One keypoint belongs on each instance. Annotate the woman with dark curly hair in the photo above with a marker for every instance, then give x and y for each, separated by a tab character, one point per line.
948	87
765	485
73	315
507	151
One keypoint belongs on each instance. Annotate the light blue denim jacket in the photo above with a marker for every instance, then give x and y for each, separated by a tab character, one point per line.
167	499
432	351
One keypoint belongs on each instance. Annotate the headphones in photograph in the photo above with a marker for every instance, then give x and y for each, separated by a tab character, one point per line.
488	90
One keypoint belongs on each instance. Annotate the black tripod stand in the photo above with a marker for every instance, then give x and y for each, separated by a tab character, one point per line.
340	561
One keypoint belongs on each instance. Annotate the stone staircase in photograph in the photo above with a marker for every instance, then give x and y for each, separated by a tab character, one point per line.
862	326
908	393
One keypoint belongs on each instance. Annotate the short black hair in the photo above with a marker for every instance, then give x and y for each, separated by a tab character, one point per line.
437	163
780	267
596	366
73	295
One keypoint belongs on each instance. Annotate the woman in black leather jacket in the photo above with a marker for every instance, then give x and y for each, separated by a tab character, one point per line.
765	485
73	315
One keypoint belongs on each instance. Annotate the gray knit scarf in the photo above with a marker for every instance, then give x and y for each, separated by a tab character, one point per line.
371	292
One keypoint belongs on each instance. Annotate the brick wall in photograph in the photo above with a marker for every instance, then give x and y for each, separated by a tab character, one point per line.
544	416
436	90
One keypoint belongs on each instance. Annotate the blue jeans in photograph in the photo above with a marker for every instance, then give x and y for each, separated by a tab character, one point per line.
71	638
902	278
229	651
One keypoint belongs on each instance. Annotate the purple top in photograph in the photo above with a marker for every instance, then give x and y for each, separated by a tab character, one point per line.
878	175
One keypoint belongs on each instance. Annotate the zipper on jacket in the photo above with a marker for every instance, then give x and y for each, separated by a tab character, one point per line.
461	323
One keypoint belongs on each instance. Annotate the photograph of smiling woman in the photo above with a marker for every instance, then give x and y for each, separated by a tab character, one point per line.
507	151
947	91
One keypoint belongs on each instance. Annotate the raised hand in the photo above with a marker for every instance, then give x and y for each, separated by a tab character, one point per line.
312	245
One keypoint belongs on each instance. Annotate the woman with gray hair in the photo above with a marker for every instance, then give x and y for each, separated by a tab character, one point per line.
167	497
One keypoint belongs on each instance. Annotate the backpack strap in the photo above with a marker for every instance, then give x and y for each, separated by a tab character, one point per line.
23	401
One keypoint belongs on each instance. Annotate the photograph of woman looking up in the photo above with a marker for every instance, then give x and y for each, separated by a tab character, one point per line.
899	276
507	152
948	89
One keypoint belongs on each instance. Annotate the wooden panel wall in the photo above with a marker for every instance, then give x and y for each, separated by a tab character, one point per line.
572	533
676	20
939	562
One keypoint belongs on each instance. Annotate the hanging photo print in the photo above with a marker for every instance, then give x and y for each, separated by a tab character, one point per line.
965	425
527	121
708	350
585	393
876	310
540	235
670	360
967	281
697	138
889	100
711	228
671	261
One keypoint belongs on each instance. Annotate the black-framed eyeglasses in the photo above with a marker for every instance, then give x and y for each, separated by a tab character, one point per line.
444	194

____________

■ **Directive**: Reproduce all the entries above, replacing each occurrence of "keypoint" with "landmark" and leaving everything else unchanged.

■ **Answer to the problem**:
One landmark belongs on each instance. Annotate the woman with dark curly hair in the photo above with a marker for every instance, then give x and y for each, separated by a tab character, one point per line.
948	87
765	485
73	315
507	151
One landmark belongs on each instance. Annotate the light blue denim jacket in the photo above with a marker for every instance, then give x and y for each, separated by a tab character, one point per line.
167	499
432	351
One landmark belongs on each instance. Annotate the headphones in photograph in the photo above with a marker for every instance, then give x and y for each, separated by a tab character, one point per line.
488	90
One landmark belongs on each instance. Annotate the black tripod stand in the photo above with a marker for every instance, then give x and y for each, separated by a tab character, one point per line.
340	561
One landmark belongs on each instance. Annotate the stone staircase in photograph in the photo above with a marker for every instance, then give x and y for each, separated by a tab character, one point per line.
862	326
908	393
One landmark belongs on each instance. Annotate the short black hair in the photo above with a marker for every instance, then give x and y for each, separated by a tab character, one point per line.
437	163
780	267
596	366
73	295
One landmark belongs on each instance. Annotate the woman in black leather jacket in the photo above with a marker for every instance, then give x and y for each, separated by a tab character, one point per line.
765	485
73	315
One landmark belongs on each instance. Annotate the gray knit scarf in the photo above with a marker for every instance, then give x and y for each, separated by a tab character, one point per line.
371	292
One landmark belongs on each instance. Annotate the brick wall in photograph in the photo above with a marker for every instance, then give x and y for each, separated by a tab character, one point per line.
544	416
436	90
One landmark belongs on each instance. Annotate the blue jeans in photograph in the photo above with a marker for every instance, then give x and y for each, separated by a tab character, one point per line.
71	638
902	278
229	651
One landmark belongs on each instance. Annotate the purple top in photograph in the photo above with a marker for every instance, then give x and y for each, separated by a tab character, one point per line.
878	175
One landmark belongs on each instance. Annotate the zipper on jacket in the photo above with a marker for every instance, then give x and y for each, separated by a tab character, one point per line.
461	323
One landmark belongs on each instance. Annotate the photograph of smiling woman in the photo above with a marker for every instance, then give x and y for each, separated by a tab character, one point per line.
507	151
947	91
One landmark belongs on each instance. Annotate the raised hand in the photo above with a marker for every instance, then give x and y for each, separated by a tab character, one point per line.
312	245
One landmark belongs on each instance. Annotate the woman with gray hair in the photo above with a marker for every instance, then give x and y for each, separated by a tab character, one point per line.
167	497
One landmark belongs on each instance. Annotate the backpack strap in the photo above with a marker for every instance, then give x and y for each, separated by a tab character, one point per line.
23	401
One landmark belongs on each instance. Annotate the photograph of woman looking up in the photo above with a marker for every instance, then give x and y for each, separated by a tab character, one point per line.
899	276
507	152
948	89
One landmark belongs on each instance. Annotate the wooden panel wall in the photo above with a marker for every instance, then give x and y for each, separated by a tab character, one point per line.
572	533
676	20
939	562
One landmark belongs on each instance. Annotate the hanging photo print in the photo above with a marker for every instance, then give x and y for each, separated by a tab character, one point per line.
965	425
527	121
708	350
585	393
876	310
540	235
670	360
967	281
697	138
889	100
711	228
671	261
One landmark belongs on each instance. Annotate the black-framed eyeglasses in the photo above with a marker for every instance, then give x and y for each, separated by a tab character, one point per line.
444	194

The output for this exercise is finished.